EXERCISE: Extract the full set of records, then give each one again exactly.

((

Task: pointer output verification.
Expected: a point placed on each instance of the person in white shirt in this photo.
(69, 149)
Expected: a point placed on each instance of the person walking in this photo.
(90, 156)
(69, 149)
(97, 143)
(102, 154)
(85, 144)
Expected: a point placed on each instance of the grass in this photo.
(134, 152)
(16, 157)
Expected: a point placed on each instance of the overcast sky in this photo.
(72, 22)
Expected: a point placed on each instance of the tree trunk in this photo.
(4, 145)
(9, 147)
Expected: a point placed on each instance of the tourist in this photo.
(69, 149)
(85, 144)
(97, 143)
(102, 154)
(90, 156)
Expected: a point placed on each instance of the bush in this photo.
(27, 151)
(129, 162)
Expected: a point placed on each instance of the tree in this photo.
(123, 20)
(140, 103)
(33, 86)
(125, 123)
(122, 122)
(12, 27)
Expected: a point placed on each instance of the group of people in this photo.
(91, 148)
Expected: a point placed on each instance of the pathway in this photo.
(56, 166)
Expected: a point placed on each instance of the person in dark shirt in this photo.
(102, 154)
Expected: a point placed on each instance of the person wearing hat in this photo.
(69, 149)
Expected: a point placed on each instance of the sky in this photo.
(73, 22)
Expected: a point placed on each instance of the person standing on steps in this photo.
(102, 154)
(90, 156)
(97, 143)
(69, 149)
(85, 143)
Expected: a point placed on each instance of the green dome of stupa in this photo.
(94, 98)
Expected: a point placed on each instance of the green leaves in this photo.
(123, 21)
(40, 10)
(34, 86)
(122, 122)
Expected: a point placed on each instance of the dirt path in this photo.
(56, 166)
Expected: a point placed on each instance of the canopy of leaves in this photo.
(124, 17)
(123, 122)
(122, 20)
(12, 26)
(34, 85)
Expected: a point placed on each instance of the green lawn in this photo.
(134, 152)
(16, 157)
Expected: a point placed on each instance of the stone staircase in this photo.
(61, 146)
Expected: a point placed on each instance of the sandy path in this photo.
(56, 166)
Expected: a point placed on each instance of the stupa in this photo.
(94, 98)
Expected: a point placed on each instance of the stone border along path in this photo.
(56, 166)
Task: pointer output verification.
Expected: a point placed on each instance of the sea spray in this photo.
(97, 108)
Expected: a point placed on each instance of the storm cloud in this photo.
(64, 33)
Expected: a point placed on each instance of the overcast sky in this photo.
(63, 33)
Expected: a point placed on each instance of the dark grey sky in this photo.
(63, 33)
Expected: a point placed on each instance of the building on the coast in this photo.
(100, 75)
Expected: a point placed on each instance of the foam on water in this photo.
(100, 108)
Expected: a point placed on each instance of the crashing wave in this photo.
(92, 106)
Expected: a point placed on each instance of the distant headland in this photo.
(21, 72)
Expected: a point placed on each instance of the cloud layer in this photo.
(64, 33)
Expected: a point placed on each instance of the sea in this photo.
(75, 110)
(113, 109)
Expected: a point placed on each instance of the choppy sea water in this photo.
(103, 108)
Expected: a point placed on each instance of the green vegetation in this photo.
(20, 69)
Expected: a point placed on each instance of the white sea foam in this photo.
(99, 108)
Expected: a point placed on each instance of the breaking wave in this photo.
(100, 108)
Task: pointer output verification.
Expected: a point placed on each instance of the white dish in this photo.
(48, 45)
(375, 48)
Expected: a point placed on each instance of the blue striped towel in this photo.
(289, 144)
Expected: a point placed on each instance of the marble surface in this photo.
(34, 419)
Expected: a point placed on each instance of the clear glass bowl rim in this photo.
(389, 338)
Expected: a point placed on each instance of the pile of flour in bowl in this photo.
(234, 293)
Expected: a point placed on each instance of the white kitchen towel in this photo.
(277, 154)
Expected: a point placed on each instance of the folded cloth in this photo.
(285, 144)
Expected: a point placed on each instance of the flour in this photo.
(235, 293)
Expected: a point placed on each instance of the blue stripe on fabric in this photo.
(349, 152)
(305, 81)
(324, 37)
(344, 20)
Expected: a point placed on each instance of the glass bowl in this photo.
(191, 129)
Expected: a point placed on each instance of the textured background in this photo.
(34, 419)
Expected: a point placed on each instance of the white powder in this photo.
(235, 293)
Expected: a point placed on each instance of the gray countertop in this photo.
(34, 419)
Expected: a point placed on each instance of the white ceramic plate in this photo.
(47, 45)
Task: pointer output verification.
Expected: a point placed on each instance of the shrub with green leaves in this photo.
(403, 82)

))

REPLY TO THE EXERCISE:
Task: pointer output verification.
Expected: a point placed on each instance of the person in white shirt in this photo.
(69, 149)
Expected: a point placed on each instance of the person walking in this photo.
(90, 156)
(69, 149)
(97, 143)
(102, 154)
(85, 144)
Expected: a point placed on each instance of the grass in this photo.
(134, 152)
(16, 157)
Expected: a point placed on each instance of the overcast sky in this photo.
(72, 22)
Expected: a point placed on each instance of the tree trunk in this photo.
(4, 145)
(9, 147)
Expected: a point placed on each instance of the tourist in this photo.
(69, 149)
(85, 144)
(97, 143)
(102, 154)
(90, 156)
Expected: a point placed on each instance of the bush in this photo.
(27, 151)
(129, 162)
Expected: a point placed on each instance of the tree in this photo.
(123, 20)
(140, 103)
(33, 86)
(125, 123)
(122, 122)
(12, 27)
Expected: a point placed on each instance of the group of people in this photo.
(91, 148)
Expected: a point placed on each instance of the pathway in this photo.
(56, 166)
Expected: a point placed on each instance of the person in dark shirt in this photo.
(102, 154)
Expected: a point placed on each instance of the person wearing hat in this photo.
(69, 149)
Expected: a point placed on each instance of the sky in this photo.
(73, 22)
Expected: a point placed on each instance of the person standing on steps in this photo.
(102, 154)
(90, 156)
(97, 143)
(69, 149)
(85, 143)
Expected: a point placed on each instance of the green dome of stupa in this photo.
(94, 98)
Expected: a point placed on each instance of the green leaves in this photo.
(123, 21)
(40, 10)
(34, 86)
(122, 122)
Expected: a point placed on each instance of the dirt path in this photo.
(56, 166)
Expected: a point placed on each instance of the canopy of leaves in this photo.
(124, 17)
(123, 122)
(122, 20)
(12, 26)
(34, 85)
Expected: a point placed on each instance of the green lawn in this photo.
(134, 152)
(16, 157)
Expected: a point placed on each instance of the stone staircase in this photo.
(61, 146)
Expected: a point placed on each instance of the sandy path in this photo.
(56, 166)
Expected: a point placed on each instance of the stupa in this photo.
(94, 98)
Expected: a point placed on each instance of the stone border along path in this photo.
(56, 166)
Task: pointer output verification.
Expected: a point placed on each instance of the sea spray in this photo.
(97, 108)
Expected: a point placed on each instance of the storm cloud in this photo.
(64, 33)
Expected: a point placed on each instance of the overcast sky in this photo.
(63, 33)
Expected: a point placed on each instance of the dark grey sky in this photo.
(63, 33)
Expected: a point placed on each instance of the building on the coast in this photo.
(100, 75)
Expected: a point placed on each instance of the foam on water in this photo.
(100, 108)
Expected: a point placed on each instance of the crashing wave in this photo.
(92, 106)
Expected: a point placed on each instance of the distant headland in this photo.
(21, 72)
Expected: a point placed on each instance of the cloud layer in this photo.
(64, 33)
Expected: a point placed on each instance of the sea in this photo.
(75, 110)
(113, 109)
Expected: a point placed on each instance of the choppy sea water in this photo.
(103, 108)
Expected: a point placed on each instance of the green vegetation in this photo.
(20, 69)
Expected: a point placed on each instance of the white sea foam in this photo.
(99, 108)
Expected: a point placed on each instance of the breaking wave in this photo.
(100, 108)
Task: pointer output verification.
Expected: a point placed on each instance of the white dish in this photo.
(48, 45)
(375, 48)
Expected: a point placed on each instance of the blue striped towel in this photo.
(289, 144)
Expected: a point placed on each instance of the marble surface in this photo.
(34, 419)
Expected: a point placed on each instance of the clear glass bowl rim in this photo.
(389, 338)
Expected: a point placed on each instance of the pile of flour in bowl in this photo.
(234, 293)
Expected: a point placed on each instance of the white kitchen towel in this photo.
(277, 154)
Expected: a point placed on each instance of the folded cloth in this photo.
(285, 144)
Expected: a point placed on each instance of the flour in this photo.
(235, 293)
Expected: a point placed on each instance of the blue stripe on fabric in this photo.
(349, 152)
(305, 81)
(324, 37)
(344, 20)
Expected: a point placed on each instance of the glass bowl in this photo.
(191, 129)
Expected: a point placed on each instance of the textured background in this photo.
(34, 419)
Expected: a point placed on each instance of the white powder in this photo.
(235, 293)
Expected: a point placed on each instance of the gray countertop in this photo.
(34, 419)
Expected: a point placed on each instance of the white ceramic plate in this photo.
(47, 45)
Task: pointer output verification.
Expected: a point placed on each instance of the shrub with green leaves in this photo.
(403, 82)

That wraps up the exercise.